Render each line of the listing below as a row in a Markdown table with the columns "No." and "Line," numbering the rows in order and skipping blank lines. Omit the pictures from your answer.
* Begin Data supplied *
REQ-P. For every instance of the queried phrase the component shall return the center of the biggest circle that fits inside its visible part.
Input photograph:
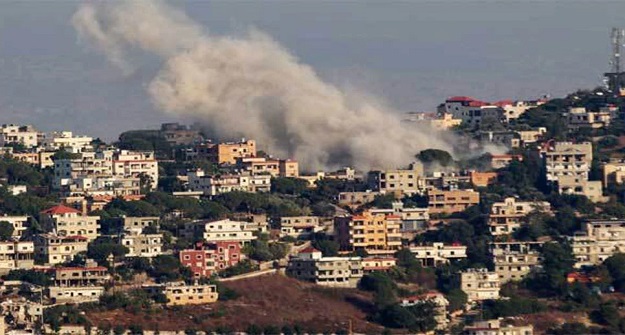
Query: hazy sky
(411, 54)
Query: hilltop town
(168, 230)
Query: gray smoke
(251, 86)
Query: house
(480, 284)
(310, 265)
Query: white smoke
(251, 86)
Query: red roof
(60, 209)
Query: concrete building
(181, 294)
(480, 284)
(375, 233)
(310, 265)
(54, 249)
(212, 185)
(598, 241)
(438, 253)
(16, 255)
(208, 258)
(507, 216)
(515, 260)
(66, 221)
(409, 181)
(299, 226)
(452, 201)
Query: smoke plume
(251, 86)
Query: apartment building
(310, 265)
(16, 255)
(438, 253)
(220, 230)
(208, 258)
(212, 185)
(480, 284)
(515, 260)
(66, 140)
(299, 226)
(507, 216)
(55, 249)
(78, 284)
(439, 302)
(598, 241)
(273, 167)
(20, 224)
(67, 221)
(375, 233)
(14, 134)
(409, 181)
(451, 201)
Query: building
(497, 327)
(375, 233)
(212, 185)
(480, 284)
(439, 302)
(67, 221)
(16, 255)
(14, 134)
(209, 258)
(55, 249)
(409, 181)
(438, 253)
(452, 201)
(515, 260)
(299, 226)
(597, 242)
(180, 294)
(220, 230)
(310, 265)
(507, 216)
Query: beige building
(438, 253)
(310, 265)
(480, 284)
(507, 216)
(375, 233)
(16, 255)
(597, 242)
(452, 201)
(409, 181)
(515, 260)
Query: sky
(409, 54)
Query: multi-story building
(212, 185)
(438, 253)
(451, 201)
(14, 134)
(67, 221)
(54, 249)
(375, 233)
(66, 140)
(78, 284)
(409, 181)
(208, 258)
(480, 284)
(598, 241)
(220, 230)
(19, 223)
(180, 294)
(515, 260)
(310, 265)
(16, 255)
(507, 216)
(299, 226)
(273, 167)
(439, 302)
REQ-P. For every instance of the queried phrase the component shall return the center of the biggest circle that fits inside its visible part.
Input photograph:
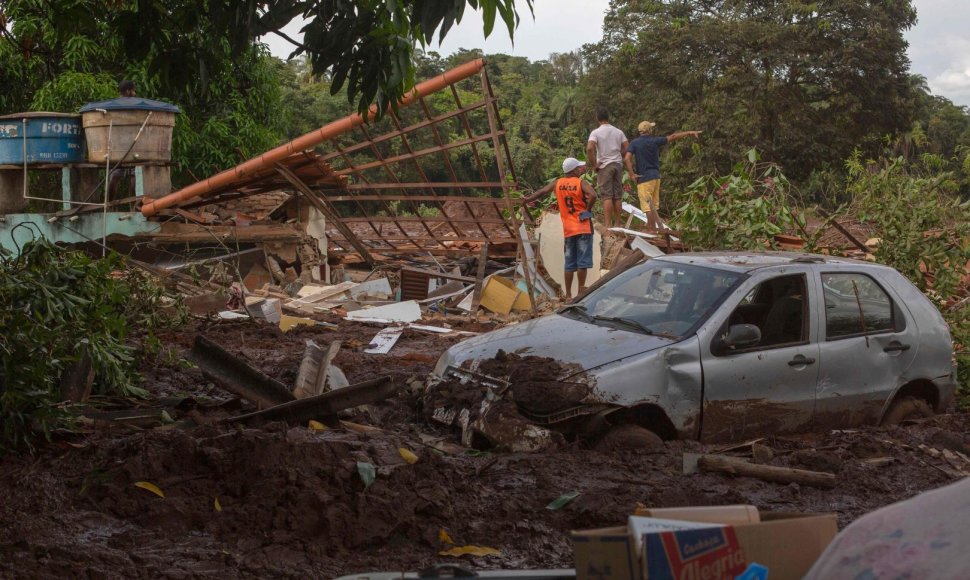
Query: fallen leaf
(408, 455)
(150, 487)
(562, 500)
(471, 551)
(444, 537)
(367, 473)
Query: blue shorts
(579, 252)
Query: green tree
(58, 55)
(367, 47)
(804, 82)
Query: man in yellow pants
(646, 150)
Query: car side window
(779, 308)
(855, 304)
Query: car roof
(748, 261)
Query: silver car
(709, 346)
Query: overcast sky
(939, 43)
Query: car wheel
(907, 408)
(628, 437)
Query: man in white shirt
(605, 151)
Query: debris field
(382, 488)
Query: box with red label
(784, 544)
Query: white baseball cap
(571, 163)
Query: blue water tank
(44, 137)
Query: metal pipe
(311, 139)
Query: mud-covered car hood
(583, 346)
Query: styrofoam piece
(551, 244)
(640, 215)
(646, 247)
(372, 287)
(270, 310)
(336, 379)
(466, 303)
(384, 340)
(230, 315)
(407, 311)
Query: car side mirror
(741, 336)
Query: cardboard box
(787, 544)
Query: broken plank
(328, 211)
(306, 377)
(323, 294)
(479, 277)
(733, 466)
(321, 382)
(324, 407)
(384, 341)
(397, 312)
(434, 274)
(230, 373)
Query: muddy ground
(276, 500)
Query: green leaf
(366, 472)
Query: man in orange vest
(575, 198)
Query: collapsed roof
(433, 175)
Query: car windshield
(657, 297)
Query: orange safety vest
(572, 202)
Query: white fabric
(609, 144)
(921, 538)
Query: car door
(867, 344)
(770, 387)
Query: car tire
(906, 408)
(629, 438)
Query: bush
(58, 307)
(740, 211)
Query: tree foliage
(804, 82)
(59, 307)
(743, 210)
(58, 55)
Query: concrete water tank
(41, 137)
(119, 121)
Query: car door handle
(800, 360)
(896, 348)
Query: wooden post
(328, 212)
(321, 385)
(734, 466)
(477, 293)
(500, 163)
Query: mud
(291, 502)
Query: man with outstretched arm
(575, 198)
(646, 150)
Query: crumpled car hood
* End Data supplied *
Response >>
| No. | Line |
|---|---|
| 1 | REQ-P. For every instance of the queried phrase the component shall return the center of the biggest circle that fits inside its visible part. |
| 2 | Input photograph: |
| 3 | Query: hazy sky |
| 4 | (411, 54) |
| 5 | Query: hilltop town |
| 6 | (168, 230) |
| 7 | Query: gray smoke |
| 8 | (251, 86) |
| 9 | Query: house |
| 10 | (480, 284) |
| 11 | (310, 265) |
| 12 | Query: white smoke |
| 13 | (251, 86) |
| 14 | Query: red roof |
| 15 | (60, 209) |
| 16 | Query: concrete building |
| 17 | (181, 294) |
| 18 | (480, 284) |
| 19 | (375, 233) |
| 20 | (310, 265) |
| 21 | (54, 249) |
| 22 | (212, 185) |
| 23 | (598, 241) |
| 24 | (438, 253) |
| 25 | (16, 255) |
| 26 | (208, 258) |
| 27 | (507, 216) |
| 28 | (515, 260) |
| 29 | (66, 221) |
| 30 | (409, 181) |
| 31 | (299, 226) |
| 32 | (452, 201) |
| 33 | Query: smoke plume |
| 34 | (251, 86) |
| 35 | Query: apartment building |
| 36 | (310, 265) |
| 37 | (16, 255) |
| 38 | (438, 253) |
| 39 | (220, 230) |
| 40 | (208, 258) |
| 41 | (212, 185) |
| 42 | (480, 284) |
| 43 | (515, 260) |
| 44 | (66, 140) |
| 45 | (299, 226) |
| 46 | (507, 216) |
| 47 | (55, 249) |
| 48 | (78, 284) |
| 49 | (439, 302) |
| 50 | (598, 241) |
| 51 | (273, 167) |
| 52 | (20, 224) |
| 53 | (67, 221) |
| 54 | (375, 233) |
| 55 | (14, 134) |
| 56 | (409, 181) |
| 57 | (451, 201) |
| 58 | Query: building |
| 59 | (497, 327) |
| 60 | (375, 233) |
| 61 | (212, 185) |
| 62 | (480, 284) |
| 63 | (439, 302) |
| 64 | (67, 221) |
| 65 | (16, 255) |
| 66 | (14, 134) |
| 67 | (209, 258) |
| 68 | (55, 249) |
| 69 | (409, 181) |
| 70 | (438, 253) |
| 71 | (452, 201) |
| 72 | (515, 260) |
| 73 | (299, 226) |
| 74 | (597, 242) |
| 75 | (180, 294) |
| 76 | (220, 230) |
| 77 | (310, 265) |
| 78 | (507, 216) |
| 79 | Query: beige building |
| 80 | (438, 253) |
| 81 | (310, 265) |
| 82 | (480, 284) |
| 83 | (507, 216) |
| 84 | (375, 233) |
| 85 | (16, 255) |
| 86 | (597, 242) |
| 87 | (452, 201) |
| 88 | (409, 181) |
| 89 | (515, 260) |
| 90 | Query: sky |
| 91 | (409, 54) |
| 92 | Query: multi-story building |
| 93 | (212, 185) |
| 94 | (438, 253) |
| 95 | (451, 201) |
| 96 | (14, 134) |
| 97 | (67, 221) |
| 98 | (54, 249) |
| 99 | (375, 233) |
| 100 | (66, 140) |
| 101 | (78, 284) |
| 102 | (409, 181) |
| 103 | (208, 258) |
| 104 | (480, 284) |
| 105 | (598, 241) |
| 106 | (220, 230) |
| 107 | (19, 223) |
| 108 | (180, 294) |
| 109 | (515, 260) |
| 110 | (310, 265) |
| 111 | (16, 255) |
| 112 | (507, 216) |
| 113 | (299, 226) |
| 114 | (273, 167) |
| 115 | (439, 302) |
| 116 | REQ-P. For every instance of the queried phrase the component shall return the center of the biggest circle that fits inside its visible part. |
| 117 | Input photograph: |
| 118 | Query: fallen leaf |
| 119 | (408, 455) |
| 120 | (150, 487) |
| 121 | (562, 500) |
| 122 | (471, 551) |
| 123 | (444, 537) |
| 124 | (367, 473) |
| 125 | Query: blue shorts |
| 126 | (579, 252) |
| 127 | Query: green tree |
| 128 | (58, 55) |
| 129 | (367, 47) |
| 130 | (804, 82) |
| 131 | Query: man in yellow pants |
| 132 | (646, 150) |
| 133 | Query: car side window |
| 134 | (779, 308) |
| 135 | (855, 304) |
| 136 | Query: car roof |
| 137 | (748, 261) |
| 138 | Query: silver car |
| 139 | (709, 346) |
| 140 | Query: overcast sky |
| 141 | (939, 43) |
| 142 | Query: car wheel |
| 143 | (907, 408) |
| 144 | (628, 437) |
| 145 | Query: man in white shirt |
| 146 | (605, 151) |
| 147 | Query: debris field |
| 148 | (382, 488) |
| 149 | Query: box with red label |
| 150 | (784, 544) |
| 151 | Query: white baseball cap |
| 152 | (571, 163) |
| 153 | Query: blue water tank |
| 154 | (44, 137) |
| 155 | Query: metal pipe |
| 156 | (311, 139) |
| 157 | Query: mud-covered car hood |
| 158 | (583, 346) |
| 159 | Query: styrofoam piece |
| 160 | (551, 244) |
| 161 | (640, 215) |
| 162 | (646, 247) |
| 163 | (372, 287) |
| 164 | (270, 310) |
| 165 | (336, 379) |
| 166 | (466, 303) |
| 167 | (384, 340) |
| 168 | (230, 315) |
| 169 | (407, 311) |
| 170 | Query: car side mirror |
| 171 | (741, 336) |
| 172 | Query: cardboard box |
| 173 | (787, 544) |
| 174 | Query: broken plank |
| 175 | (328, 211) |
| 176 | (306, 377) |
| 177 | (323, 294) |
| 178 | (479, 277) |
| 179 | (733, 466) |
| 180 | (321, 382) |
| 181 | (324, 407) |
| 182 | (384, 341) |
| 183 | (397, 312) |
| 184 | (434, 274) |
| 185 | (230, 373) |
| 186 | Query: muddy ground |
| 187 | (276, 500) |
| 188 | Query: green leaf |
| 189 | (366, 472) |
| 190 | Query: man in orange vest |
| 191 | (575, 198) |
| 192 | Query: collapsed roof |
| 193 | (433, 175) |
| 194 | Query: car windshield |
| 195 | (657, 297) |
| 196 | Query: orange safety vest |
| 197 | (572, 202) |
| 198 | Query: white fabric |
| 199 | (609, 144) |
| 200 | (921, 538) |
| 201 | Query: car door |
| 202 | (867, 344) |
| 203 | (770, 387) |
| 204 | Query: car tire |
| 205 | (906, 408) |
| 206 | (629, 438) |
| 207 | Query: bush |
| 208 | (58, 307) |
| 209 | (740, 211) |
| 210 | Query: tree foliage |
| 211 | (804, 82) |
| 212 | (59, 307) |
| 213 | (743, 210) |
| 214 | (58, 55) |
| 215 | Query: concrete water tank |
| 216 | (41, 137) |
| 217 | (119, 121) |
| 218 | Query: car door handle |
| 219 | (800, 360) |
| 220 | (896, 348) |
| 221 | Query: wooden post |
| 222 | (328, 212) |
| 223 | (321, 385) |
| 224 | (734, 466) |
| 225 | (477, 293) |
| 226 | (500, 163) |
| 227 | Query: mud |
| 228 | (291, 502) |
| 229 | Query: man with outstretched arm |
| 230 | (575, 198) |
| 231 | (646, 150) |
| 232 | Query: crumpled car hood |